Baruch Spinoza é um grande e importante filósofo do século XVII que exerceu e ainda exerce forte influência em nosso pensamento e sociedade, mesmo agora no século XXI, tendo influenciado diversos autores e correntes de pensamento. Spinoza (1632-1677) morre com somente 44 anos de idade de tuberculose, que alguns relacionam ao seu trabalho como polidor de lentes e sua constante exposição à poeira dali resultante. Nasce e morre na Holanda, países baixos, tendo nascido em 24 de novembro na cidade de Amsterdã e perecido em 21 de fevereiro na cidade de Haia.
Cabe ainda umas palavras iniciais sobre o pré-nome deste filósofo. Baruch é o nome judeu, que após o chérem, banimento e também amaldiçoado pela comunidade judaica de Amsterdã - Holanda, foi deixado de lado por Spinoza. Como a família provém de Portugal, seu nome português é Bento. Spinoza também é conhecido por Benedictus, nome com que assinava em latim.
Spinoza é judeu e sua família é proveniente inicialmente da Espanha, tendo em virtude das perseguições por parte de um governo de forte influencia católica, migrado para Portugal e depois, pelo mesmo motivo de perseguições religiosas, mudado para a Holanda, onde havia uma maior tolerância por parte do governo. No entanto, a comunidade judaica a qual inicialmente pertencia a família de Spinoza era voltada para o comércio e estava acostumada a lidar com diversas culturas, tendo uma visão mais ampla do mundo e já a comunidade judaica presente na Holanda não dispunha, à época, de tal visão, sendo bem mais conservadora em relação aos princípios culturais e religiosos. Isto, mais o provável medo de que as opiniões expressadas por Spinoza pudessem colocar a comunidade judaica em evidência e trazer a ira dos cristãos, fez com que a comunidade judaica viesse a banir e amaldiçoar Spinoza mesmo antes deste publicar seu primeiro livro. Este ato imposto pelo chérem, apesar de tentativa, em anos recentes, de ser revisto pela comunidade judaica, vigora até os presentes dias.
Antes da migração, a família de Spinoza converteu-se ao cristianismo. Em verdade, conversão forçada para fugir das perseguições e usada somente de fachada, pois, no íntimo familiar continuavam a manter as mesmas práticas religiosas, sócio-culturais e tradições judaicas e não cristãs, com a única diferença de o fazerem secretamente. Na época, isto era comum por parte da comunidade judaica visando evitar as perseguições religiosas e tais judeus assim falsamente convertidos, bem como seus descendentes, eram chamados de marranos.
A expressão marrano se refere, portanto, aos judeus que viviam na península ibérica, Portugal e Espanha, e foram forçados a se converterem ao cristianismo para escaparem da santa inquisição e fora uma denominação comum usada entre os séculos XV e XVII. Quanto à origem da palavra, para alguns historiadores a mesma faz uma referência à conversão forçada e por vezes fingida e já para outros ao animal porco, talvez numa referência irônica a proibição dos judeus e mouros (habitantes do norte da África convertidos ao islamismo - mulçumano) de comerem carne de porco.
:::
Exercícios propostos:
1. Indique se cada afirmação concorda com o texto sobre Spinoza, respondendo sim ou não e citando literalmente o trecho que decide: (a) Spinoza morreu de tuberculose aos 44 anos; (b) a família de Spinoza migrou diretamente da Espanha para a Holanda; (c) o chérem imposto a Spinoza foi revogado em anos recentes.
2. Selecione cada linha das entradas em que aparece a sequência "grass".
O texto sobre Spinoza e as entradas são materiais independentes entre si.

Entradas fornecidas:
:::
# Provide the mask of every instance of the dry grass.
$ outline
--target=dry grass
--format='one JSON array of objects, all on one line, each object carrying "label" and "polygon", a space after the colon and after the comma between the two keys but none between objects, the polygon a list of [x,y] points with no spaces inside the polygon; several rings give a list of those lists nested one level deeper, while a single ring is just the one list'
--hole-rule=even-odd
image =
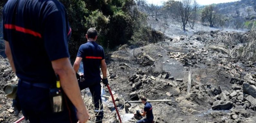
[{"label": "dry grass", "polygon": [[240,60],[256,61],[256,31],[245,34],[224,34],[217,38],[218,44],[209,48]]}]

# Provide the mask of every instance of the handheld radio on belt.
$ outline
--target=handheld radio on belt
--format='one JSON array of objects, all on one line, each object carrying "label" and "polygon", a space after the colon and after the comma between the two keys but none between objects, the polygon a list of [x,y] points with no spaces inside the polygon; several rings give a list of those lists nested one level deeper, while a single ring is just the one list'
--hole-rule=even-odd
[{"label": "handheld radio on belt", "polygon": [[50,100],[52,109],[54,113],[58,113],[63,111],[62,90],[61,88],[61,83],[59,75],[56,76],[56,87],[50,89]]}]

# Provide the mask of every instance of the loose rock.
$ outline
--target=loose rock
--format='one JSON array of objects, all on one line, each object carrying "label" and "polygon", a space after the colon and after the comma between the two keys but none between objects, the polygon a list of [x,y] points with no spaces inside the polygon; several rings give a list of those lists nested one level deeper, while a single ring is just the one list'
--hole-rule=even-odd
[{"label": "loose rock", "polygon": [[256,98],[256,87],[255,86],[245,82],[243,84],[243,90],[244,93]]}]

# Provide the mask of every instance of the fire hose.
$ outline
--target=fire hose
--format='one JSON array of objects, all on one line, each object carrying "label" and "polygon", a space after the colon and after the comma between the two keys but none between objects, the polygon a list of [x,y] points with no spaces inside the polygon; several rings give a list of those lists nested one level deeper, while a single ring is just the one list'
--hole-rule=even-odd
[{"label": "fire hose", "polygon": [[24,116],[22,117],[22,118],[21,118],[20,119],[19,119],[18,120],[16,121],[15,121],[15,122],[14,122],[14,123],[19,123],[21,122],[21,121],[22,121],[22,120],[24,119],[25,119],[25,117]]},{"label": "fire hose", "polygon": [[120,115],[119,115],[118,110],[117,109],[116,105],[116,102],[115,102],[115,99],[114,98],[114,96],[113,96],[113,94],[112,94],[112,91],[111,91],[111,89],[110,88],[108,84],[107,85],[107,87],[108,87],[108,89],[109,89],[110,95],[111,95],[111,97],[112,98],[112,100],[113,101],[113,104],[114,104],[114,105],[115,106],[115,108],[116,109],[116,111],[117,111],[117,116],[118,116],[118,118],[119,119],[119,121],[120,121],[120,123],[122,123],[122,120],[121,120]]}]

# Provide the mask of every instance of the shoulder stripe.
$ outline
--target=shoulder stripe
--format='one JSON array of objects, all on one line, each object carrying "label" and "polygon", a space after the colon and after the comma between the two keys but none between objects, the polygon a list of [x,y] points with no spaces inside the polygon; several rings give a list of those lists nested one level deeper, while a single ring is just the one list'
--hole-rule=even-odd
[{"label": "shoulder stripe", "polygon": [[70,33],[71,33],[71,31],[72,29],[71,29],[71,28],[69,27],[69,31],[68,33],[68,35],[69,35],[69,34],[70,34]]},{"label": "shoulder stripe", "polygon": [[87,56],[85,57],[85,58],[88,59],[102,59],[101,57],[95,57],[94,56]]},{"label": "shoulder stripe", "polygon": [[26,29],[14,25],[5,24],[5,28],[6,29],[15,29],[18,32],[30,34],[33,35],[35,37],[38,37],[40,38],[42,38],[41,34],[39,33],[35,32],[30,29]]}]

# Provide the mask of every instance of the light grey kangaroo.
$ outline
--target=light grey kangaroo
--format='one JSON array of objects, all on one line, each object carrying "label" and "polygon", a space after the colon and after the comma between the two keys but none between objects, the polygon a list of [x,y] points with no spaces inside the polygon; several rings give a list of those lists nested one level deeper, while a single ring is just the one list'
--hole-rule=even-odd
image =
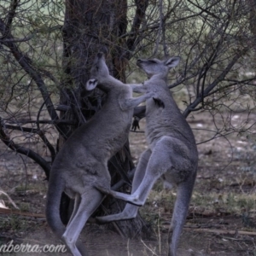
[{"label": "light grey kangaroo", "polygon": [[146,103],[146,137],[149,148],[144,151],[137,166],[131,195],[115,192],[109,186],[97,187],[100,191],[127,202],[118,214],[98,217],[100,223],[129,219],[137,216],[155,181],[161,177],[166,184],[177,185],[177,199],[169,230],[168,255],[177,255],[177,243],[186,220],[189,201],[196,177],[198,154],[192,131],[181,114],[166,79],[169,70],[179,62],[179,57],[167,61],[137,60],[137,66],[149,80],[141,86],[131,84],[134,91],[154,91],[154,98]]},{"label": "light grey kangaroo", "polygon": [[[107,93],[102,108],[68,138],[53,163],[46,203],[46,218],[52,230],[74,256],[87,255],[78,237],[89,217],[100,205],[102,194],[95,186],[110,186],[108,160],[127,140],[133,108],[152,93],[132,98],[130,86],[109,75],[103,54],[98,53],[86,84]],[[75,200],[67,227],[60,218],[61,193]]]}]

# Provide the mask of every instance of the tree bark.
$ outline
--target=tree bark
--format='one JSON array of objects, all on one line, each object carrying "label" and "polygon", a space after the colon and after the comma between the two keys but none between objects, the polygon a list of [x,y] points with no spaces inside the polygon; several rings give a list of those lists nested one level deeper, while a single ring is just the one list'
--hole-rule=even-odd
:::
Gabarito comentado:
1.
(a) Sim: "morre com somente 44 anos de idade de tuberculose".
(b) Não: "migrado para Portugal e depois, pelo mesmo motivo de perseguições religiosas, mudado para a Holanda".
(c) Não: "vigora até os presentes dias".

2.
# Provide the mask of every instance of the dry grass.
--target=dry grass
[{"label": "dry grass", "polygon": [[240,60],[256,61],[256,31],[245,34],[224,34],[217,38],[218,44],[209,48]]}]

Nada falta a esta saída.